**PROBLEMS TO SOLVE**.
(1) Answer these from the article on the Kiribati newspaper bill:
(a) In what year did Ieremia Tabai retire as Secretary General of the Pacific Islands Forum?
(b) How often does the Kiribati Newstar come out?
(c) Which act does Attorney General Titabu Tabane want to amend?
(2) For each statement, say yes or no according to the article on the Kiribati newspaper bill, and quote the words that decide it.
(a) Readers have to pay for BTK.
(b) Failing to comply with the bill could bring a fine of 500 Australian dollars.
(c) The Kiribati government admits the bill is meant to shut down BTK.
(3) Retype without changes the part of the article on the Kiribati newspaper bill that opens with the words containing "Instead he started" and closes with "the monthly BTK.".

**TEXT BLOCK**.
——————————

AUCKLAND, New Zealand (June 7, 2002 – Agence France-Presse)---The people of Tarawa atoll eagerly await a free monthly campaigning political pamphlet, but if the government of Kiribati gets its way this Friday's edition could be the last.

"They're going to try and close us down," said Ieremia Tabai, publisher of Boutokaan Te Koaua (BTK) or "Pursuit of Truth."

Tabai, who retired as the Secretary General of the Pacific Islands Forum in 1998, has irritated the country's autocratic President Teburoro Tito ever since he returned home "to go fishing," as he said at the time.

Instead he started a newspaper, the weekly Kiribati Newstar (see: http://www.users.bigpond.com/kiribati_newstar/), and for the last two years has also run the monthly BTK.

"We write about ministers abusing their privileges and print stories about what they are doing," Tabai, 49, said.

"It is read widely and we distribute it around all the islands. People really enjoy it."

It's free and amounts to a "classic political pamphlet," he said.

But now the Kiribati Parliament is ready to pass a bill that could close BTK down.

Attorney General Titabu Tabane wants to amend the Newspaper Registration Act. When the bill is passed -- as Tabai believes it will be -- the State will have the power to strike off and close newspapers alleged to have not met a series of standards.

The bill, which is now before Parliament, requires publishers to print nothing which "offends against good taste or decency or is likely to encourage or incite to crime or to lead to disorder or to be offensive to public feeling" and to present content with "due accuracy and impartiality."

Where an article "contains matters affecting the credibility or reputation of any person" the bill says publishers have to ensure they can respond in the same article.

Failure to comply could lead to a fine of 500 Australian dollars (US$ 287 US) or a publication ban.

The Kiribati government has denied the move is a back door attempt to stifle BTK, saying there had been "major complaints" about it.

It told PACNEWS agency it is "concerned about the detrimental effects that unlimited freedom of expression can have on the stability and peace of a nation and its culture, especially since there have been many incidents of so-called newspapers printing slanderous stories about ordinary people, outside the scope of politics."

——————————

**STORED ROWS**.

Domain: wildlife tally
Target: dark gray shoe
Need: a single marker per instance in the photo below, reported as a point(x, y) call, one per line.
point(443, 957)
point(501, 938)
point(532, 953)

——————————

**TASK-BY-TASK ANSWERS**.
(1)
(a) 1998
(b) Weekly
(c) The Newspaper Registration Act

(2)
(a) No: "It's free and amounts to a "classic political pamphlet," he said."
(b) Yes: "Failure to comply could lead to a fine of 500 Australian dollars"
(c) No: "The Kiribati government has denied the move is a back door attempt to stifle BTK"

(3)
Instead he started a newspaper, the weekly Kiribati Newstar (see: http://www.users.bigpond.com/kiribati_newstar/), and for the last two years has also run the monthly BTK.